_Exercise instructions:_
Within the data below, find the string "target" and return each line where it occurs.

** Given records follows **

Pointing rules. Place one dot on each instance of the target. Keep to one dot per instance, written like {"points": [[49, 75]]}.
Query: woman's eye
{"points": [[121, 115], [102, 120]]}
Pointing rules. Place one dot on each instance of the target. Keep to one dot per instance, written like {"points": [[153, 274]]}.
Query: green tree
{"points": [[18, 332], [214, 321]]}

** End of Given records **
** Given records follows **

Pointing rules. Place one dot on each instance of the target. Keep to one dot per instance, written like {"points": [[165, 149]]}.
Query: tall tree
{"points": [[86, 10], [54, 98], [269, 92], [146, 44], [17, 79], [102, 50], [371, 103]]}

** End of Given records **

_Result of this task:_
Pointing rules. Place one dot on each instance of the target. Keep to one dot per instance, written like {"points": [[49, 75]]}.
Pointing rules. Place one dot on each instance of the target. Keep to one dot per instance, written like {"points": [[153, 274]]}.
Pointing rules. Place one dot on each instance of the target. Keep to one dot per instance, written like {"points": [[165, 149]]}.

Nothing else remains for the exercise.